_CYTOWANY TEKST:_
────────────────

_ Dlaczego Komisja Nadzoru Finansowego opóźnia debiuty spółek, czy WIG30 zastąpi WIG20, a także o rekordowym roku na GPW, _ Money.pl _ rozmawia z Ludwikiem Sobolewskim, szefem warszawskiego parkietu. _
Marek Knitter: GPW zanotowała rekordową liczbę debiutujących spółek. Co jeszcze przed nami?
*Ludwik Sobolewski: *Mamy już pobity rekord z 1997 roku, kiedy na giełdzie pojawiły się 62 nowe spółki. Trzeba pamiętać, że wówczas weszło w tej grupie aż 15 NFI. Na regulowanym rynku oczekuję, że do końca roku zadebiutuje łącznie 70-80 spółek. Według badań PricewaterhouseCoopers _ IPO Watch, _ GPW znajduje się na drugim miejscu w Europie w kategorii debiutów, zaraz za London Stock Exchange. Warszawa wyprzedziła takie rynki jak Frankfurt czy Euronext.Jeżeli chodzi o zagraniczne, to rok temu przewidywałem, że będzie 6-8, tymczasem już jest 8, a ze dwie-trzy jeszcze się pojawią. Wiele więc wskazuje na to, że będziemy mieć łącznie 20 spółek spoza Polski notowanych na GPW i zaczyna to wyglądać coraz ciekawiej i poważniej.
M.K.: Coraz więcej spółek zwraca uwagę, że Komisja Nadzoru Finansowego bardzo długo zatwierdza prospekty emisyjne. Można jakoś przyspieszyć ten proces?
L.S.: Wydaje mi się sensowne, by Komisja zmieniła trochę podejście do zatwierdzania prospektów emisyjnych. Uważam, że KNF powinna zwracać uwagę na istotne błędy, takie, które mają znaczenie dla ochrony inwestorów. Natomiast niedociągnięcia mniej istotne, które mają raczej wpływ na czytelność i ocenę staranności sporządzenia prospektu, powinna przepuszczać lub tolerować. Instytucje, emitenci przyzwyczaili się, że Komisja wszystko poprawi. Wskutek tego ludzie w Komisji wykonują tytaniczną pracę, w pewnym zakresie wyręczając tych, którzy nie powinni być wyręczani. _ W Polsce zatwierdzenie prospektu emisyjnego przez KNF trwa średnio 2-3 miesiące. W większości krajach UE jest to 2-3 tygodnie. _ To prowadzi z kolei do poważnego przedłużania się całego procesu zatwierdzania prospektów i do pogorszenia relacji między KNF a rynkiem.

────────────────

_ZADANIE DO WYKONANIA A:_ Wyodrębnij z rekordów wszystkie wiersze, w których występuje ciąg „girl”.

────────────────

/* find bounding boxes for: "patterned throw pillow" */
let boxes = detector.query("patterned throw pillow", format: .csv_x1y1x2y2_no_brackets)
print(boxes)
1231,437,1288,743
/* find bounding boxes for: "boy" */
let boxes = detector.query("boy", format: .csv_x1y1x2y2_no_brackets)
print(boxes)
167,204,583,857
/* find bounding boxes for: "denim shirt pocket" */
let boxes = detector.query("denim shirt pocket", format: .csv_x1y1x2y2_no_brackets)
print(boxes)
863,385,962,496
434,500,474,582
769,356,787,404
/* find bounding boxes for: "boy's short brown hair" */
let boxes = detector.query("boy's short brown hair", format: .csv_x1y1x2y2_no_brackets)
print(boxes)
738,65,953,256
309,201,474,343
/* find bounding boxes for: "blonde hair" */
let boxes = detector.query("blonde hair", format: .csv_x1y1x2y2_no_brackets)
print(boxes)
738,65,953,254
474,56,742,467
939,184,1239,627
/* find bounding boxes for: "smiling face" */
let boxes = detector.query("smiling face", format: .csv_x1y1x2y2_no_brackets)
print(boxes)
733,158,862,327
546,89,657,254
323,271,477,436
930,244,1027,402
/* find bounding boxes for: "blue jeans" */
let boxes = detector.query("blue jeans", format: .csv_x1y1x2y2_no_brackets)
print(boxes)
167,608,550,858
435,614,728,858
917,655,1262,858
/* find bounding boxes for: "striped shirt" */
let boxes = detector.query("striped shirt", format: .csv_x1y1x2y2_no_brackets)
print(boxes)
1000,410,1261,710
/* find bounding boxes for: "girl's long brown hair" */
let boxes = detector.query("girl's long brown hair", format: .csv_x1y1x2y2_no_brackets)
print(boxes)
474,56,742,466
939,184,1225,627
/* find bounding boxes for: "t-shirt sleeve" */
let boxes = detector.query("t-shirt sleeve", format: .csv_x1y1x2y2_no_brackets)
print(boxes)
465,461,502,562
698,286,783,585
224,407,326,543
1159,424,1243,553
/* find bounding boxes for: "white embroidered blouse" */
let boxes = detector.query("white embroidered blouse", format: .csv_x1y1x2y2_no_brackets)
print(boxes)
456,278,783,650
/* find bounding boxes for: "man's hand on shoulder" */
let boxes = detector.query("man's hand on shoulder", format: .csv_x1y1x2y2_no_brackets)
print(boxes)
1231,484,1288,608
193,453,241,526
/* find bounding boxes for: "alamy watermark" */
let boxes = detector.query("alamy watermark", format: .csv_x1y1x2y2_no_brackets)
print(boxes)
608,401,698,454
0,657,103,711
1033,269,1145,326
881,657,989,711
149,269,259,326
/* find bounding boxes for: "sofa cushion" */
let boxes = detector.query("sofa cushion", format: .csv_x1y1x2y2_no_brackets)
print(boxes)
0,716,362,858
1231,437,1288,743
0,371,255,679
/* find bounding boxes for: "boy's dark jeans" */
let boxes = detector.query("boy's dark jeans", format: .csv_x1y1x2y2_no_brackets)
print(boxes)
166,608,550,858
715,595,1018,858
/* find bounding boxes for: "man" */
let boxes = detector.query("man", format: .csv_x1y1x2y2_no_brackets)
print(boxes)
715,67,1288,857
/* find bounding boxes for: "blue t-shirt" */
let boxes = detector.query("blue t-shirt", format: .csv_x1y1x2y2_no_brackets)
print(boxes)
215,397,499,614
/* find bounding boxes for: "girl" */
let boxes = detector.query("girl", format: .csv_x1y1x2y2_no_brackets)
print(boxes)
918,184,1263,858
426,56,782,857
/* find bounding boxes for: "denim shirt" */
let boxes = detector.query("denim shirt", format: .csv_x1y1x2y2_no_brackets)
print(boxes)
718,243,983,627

────────────────

_ZADANIE DO WYKONANIA B:_ Wymień wszystkie rynki giełdowe, z którymi wywiad z szefem GPW porównuje warszawski parkiet pod względem liczby debiutów.

_ROZWIĄZANIE ZADANIA A:_
/* find bounding boxes for: "girl's long brown hair" */
let boxes = detector.query("girl's long brown hair", format: .csv_x1y1x2y2_no_brackets)
/* find bounding boxes for: "girl" */
let boxes = detector.query("girl", format: .csv_x1y1x2y2_no_brackets)

_ROZWIĄZANIE ZADANIA B:_ London Stock Exchange, Frankfurt, Euronext